:: 자료 ::

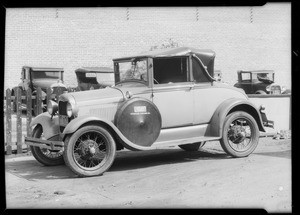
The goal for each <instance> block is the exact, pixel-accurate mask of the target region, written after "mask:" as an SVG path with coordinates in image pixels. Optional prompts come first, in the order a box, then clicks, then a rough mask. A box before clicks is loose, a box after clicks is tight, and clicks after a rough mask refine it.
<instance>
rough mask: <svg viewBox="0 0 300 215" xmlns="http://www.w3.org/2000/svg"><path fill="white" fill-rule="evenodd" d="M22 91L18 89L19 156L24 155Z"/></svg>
mask: <svg viewBox="0 0 300 215" xmlns="http://www.w3.org/2000/svg"><path fill="white" fill-rule="evenodd" d="M21 96H22V91H21V89H20V88H17V93H16V97H17V100H16V101H17V104H16V105H17V154H20V153H22V107H21V105H22V97H21Z"/></svg>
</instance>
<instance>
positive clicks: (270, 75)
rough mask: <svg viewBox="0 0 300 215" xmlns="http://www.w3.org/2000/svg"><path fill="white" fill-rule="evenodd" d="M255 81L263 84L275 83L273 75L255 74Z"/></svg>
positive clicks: (268, 74) (260, 73) (267, 74)
mask: <svg viewBox="0 0 300 215" xmlns="http://www.w3.org/2000/svg"><path fill="white" fill-rule="evenodd" d="M252 79H253V80H259V81H262V82H273V81H274V80H273V73H253V74H252Z"/></svg>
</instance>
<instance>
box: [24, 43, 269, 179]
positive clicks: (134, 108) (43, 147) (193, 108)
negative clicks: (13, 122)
mask: <svg viewBox="0 0 300 215" xmlns="http://www.w3.org/2000/svg"><path fill="white" fill-rule="evenodd" d="M214 59H215V53H214V52H213V51H211V50H199V49H194V48H187V47H179V48H172V49H163V50H155V51H150V52H146V53H143V54H139V55H135V56H129V57H123V58H117V59H114V60H113V63H114V71H115V85H114V86H112V87H107V88H105V89H101V90H92V91H83V92H74V93H65V94H62V95H61V96H60V98H59V101H58V103H55V102H53V101H50V102H49V104H48V112H46V113H43V114H41V115H39V116H37V117H36V118H35V119H34V120H33V121H32V123H31V126H35V127H34V129H33V132H32V137H26V138H25V142H26V144H28V145H30V148H31V151H32V154H33V156H34V157H35V158H36V160H38V161H39V162H40V163H42V164H44V165H58V164H62V163H64V162H65V163H66V164H67V166H69V167H70V169H71V170H72V171H73V172H75V173H76V174H78V175H81V176H95V175H100V174H102V173H104V172H105V171H107V170H108V169H109V168H110V166H111V165H112V163H113V161H114V159H115V155H116V151H117V150H121V149H124V148H126V149H129V150H136V151H138V150H150V149H155V148H159V147H161V146H179V147H180V148H182V149H184V150H187V151H197V150H198V149H199V147H201V146H203V144H204V143H205V142H206V141H211V140H219V141H220V143H221V146H222V147H223V149H224V151H225V152H226V153H227V154H228V155H230V156H233V157H244V156H248V155H249V154H251V153H252V152H253V150H254V149H255V148H256V146H257V144H258V141H259V131H262V132H264V131H265V126H269V125H268V120H267V119H266V117H265V112H264V111H265V110H264V107H263V106H261V107H256V106H255V105H253V104H252V103H251V102H250V101H249V99H248V97H247V95H246V94H245V93H244V91H243V90H240V89H238V88H235V87H232V86H229V85H227V84H222V83H219V82H216V81H215V79H214V78H213V76H214V75H213V71H214ZM263 116H264V117H263Z"/></svg>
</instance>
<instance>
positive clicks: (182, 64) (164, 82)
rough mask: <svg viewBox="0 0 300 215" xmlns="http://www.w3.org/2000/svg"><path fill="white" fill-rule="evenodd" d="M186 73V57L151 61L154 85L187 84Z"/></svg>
mask: <svg viewBox="0 0 300 215" xmlns="http://www.w3.org/2000/svg"><path fill="white" fill-rule="evenodd" d="M188 71H189V69H188V58H187V57H176V58H174V57H173V58H154V59H153V76H154V84H166V83H177V82H187V81H189V80H190V78H189V74H188Z"/></svg>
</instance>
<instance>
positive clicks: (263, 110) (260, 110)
mask: <svg viewBox="0 0 300 215" xmlns="http://www.w3.org/2000/svg"><path fill="white" fill-rule="evenodd" d="M265 110H266V107H265V106H264V105H261V106H260V112H261V113H265Z"/></svg>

:::

→ 과제 목표: 위 자료에서 "rough"라는 문자열이 들어 있는 줄이 몇 개인지 숫자로만 답하세요. 대소문자를 구분합니다.

→ 과제 결과: 4